[Pointing dataset entries]
◆ ◆ ◆
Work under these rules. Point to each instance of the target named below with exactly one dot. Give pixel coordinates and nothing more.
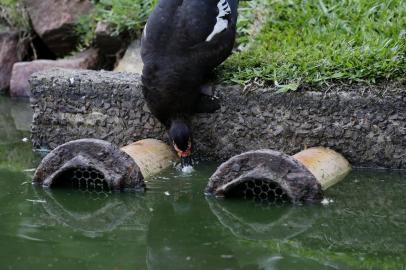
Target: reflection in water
(173, 226)
(261, 222)
(97, 213)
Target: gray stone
(131, 62)
(19, 86)
(331, 118)
(11, 51)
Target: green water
(173, 226)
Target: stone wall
(370, 130)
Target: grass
(318, 41)
(127, 16)
(300, 42)
(13, 15)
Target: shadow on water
(173, 224)
(15, 122)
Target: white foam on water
(187, 169)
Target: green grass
(13, 15)
(316, 41)
(122, 16)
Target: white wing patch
(222, 23)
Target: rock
(10, 53)
(19, 85)
(221, 135)
(106, 41)
(131, 62)
(54, 21)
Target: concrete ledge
(369, 130)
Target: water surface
(174, 226)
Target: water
(173, 226)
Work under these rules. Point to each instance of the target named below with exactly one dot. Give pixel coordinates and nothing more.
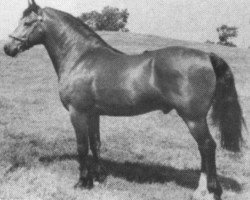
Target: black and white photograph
(124, 100)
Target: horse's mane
(80, 27)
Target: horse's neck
(65, 45)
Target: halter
(24, 41)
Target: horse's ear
(33, 2)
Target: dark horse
(96, 79)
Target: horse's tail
(227, 113)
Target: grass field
(147, 157)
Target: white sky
(180, 19)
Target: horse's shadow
(150, 173)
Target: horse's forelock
(32, 8)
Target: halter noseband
(25, 41)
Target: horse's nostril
(6, 48)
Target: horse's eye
(27, 24)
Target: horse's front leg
(95, 145)
(209, 187)
(80, 123)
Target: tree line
(114, 19)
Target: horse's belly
(127, 103)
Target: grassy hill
(147, 157)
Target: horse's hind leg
(80, 123)
(209, 187)
(95, 145)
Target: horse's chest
(76, 91)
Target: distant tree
(225, 33)
(110, 19)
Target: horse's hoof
(204, 195)
(84, 184)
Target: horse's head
(29, 31)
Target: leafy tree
(110, 19)
(225, 33)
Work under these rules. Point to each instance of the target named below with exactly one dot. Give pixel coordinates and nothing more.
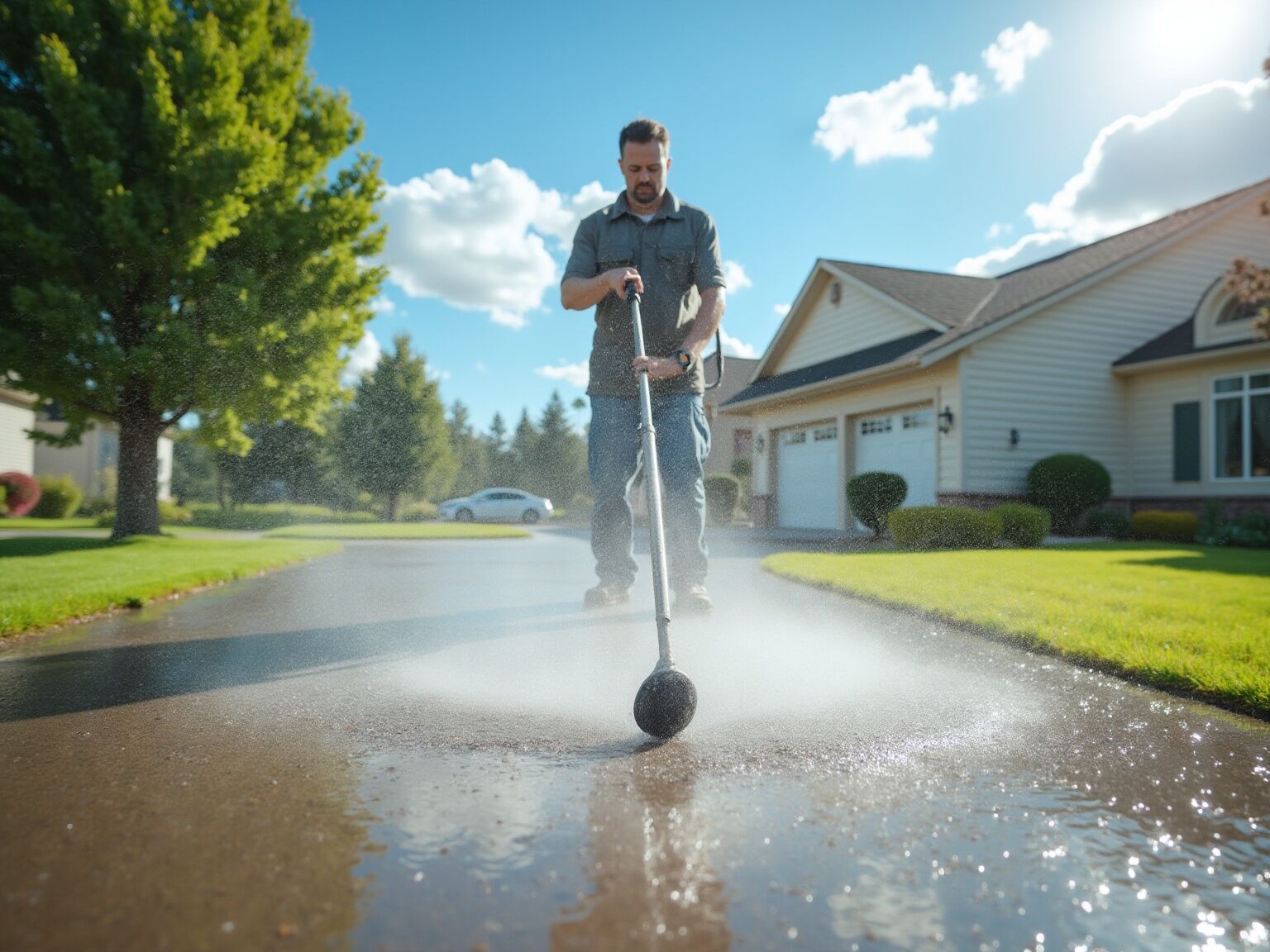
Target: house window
(1234, 312)
(1241, 426)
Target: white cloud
(876, 125)
(573, 374)
(1141, 168)
(967, 90)
(478, 243)
(734, 276)
(732, 347)
(360, 358)
(1009, 56)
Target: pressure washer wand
(652, 476)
◆ ◆ ◆
Reproduce all of the entries above verbatim, leaving out the pictures.

Work under these rules. Point to each instance of the target named below with exactly one dot. Give pixel coordinates and nothing more.
Target: reflection in water
(173, 226)
(261, 222)
(97, 213)
Target: gray stone
(131, 62)
(19, 86)
(331, 118)
(11, 51)
Target: green water
(173, 226)
Target: stone wall
(370, 130)
Target: grass
(318, 41)
(127, 16)
(300, 42)
(13, 15)
Target: shadow on water
(173, 224)
(15, 122)
Target: white foam on water
(187, 169)
Target: green grass
(13, 15)
(316, 41)
(122, 16)
Target: white wing patch
(222, 23)
Target: rock
(10, 53)
(19, 85)
(221, 135)
(106, 41)
(131, 62)
(54, 21)
Target: concrete ledge
(369, 130)
Target: water surface
(174, 226)
Target: water
(173, 226)
Work under these rules. Point to each instance of the target named below with exactly one dot. Give pixel coordinates and nothing more.
Target: black and white photograph
(124, 100)
Target: horse's mane
(80, 27)
Target: horse's neck
(65, 45)
Target: halter
(24, 41)
Target: horse's ear
(33, 2)
Target: dark horse
(96, 79)
Target: horse's tail
(227, 113)
Target: grass field
(147, 157)
Target: white sky
(180, 19)
Target: horse's shadow
(150, 173)
Target: horse's forelock
(32, 8)
Target: halter noseband
(25, 41)
Target: horse's nostril
(6, 48)
Target: horse's eye
(27, 24)
Target: horse's front leg
(95, 145)
(209, 187)
(80, 123)
Target: tree line
(114, 19)
Target: horse's belly
(127, 103)
Target: grassy hill
(147, 157)
Target: horse's hind leg
(80, 123)
(209, 187)
(95, 145)
Target: horse's chest
(76, 91)
Target: distant tree
(225, 33)
(110, 19)
Target: horse's hoof
(204, 195)
(84, 184)
Target: horse's head
(29, 31)
Target: leafy tree
(110, 19)
(225, 33)
Work under these rules. Point to each instance of the target named below with exactly one dot. Give pixel coordinates and nothing more.
Target: house window
(1234, 312)
(1241, 426)
Target: white cloud
(876, 125)
(573, 374)
(1141, 168)
(967, 90)
(478, 243)
(734, 276)
(732, 347)
(360, 358)
(1009, 56)
Target: pressure washer wand
(652, 476)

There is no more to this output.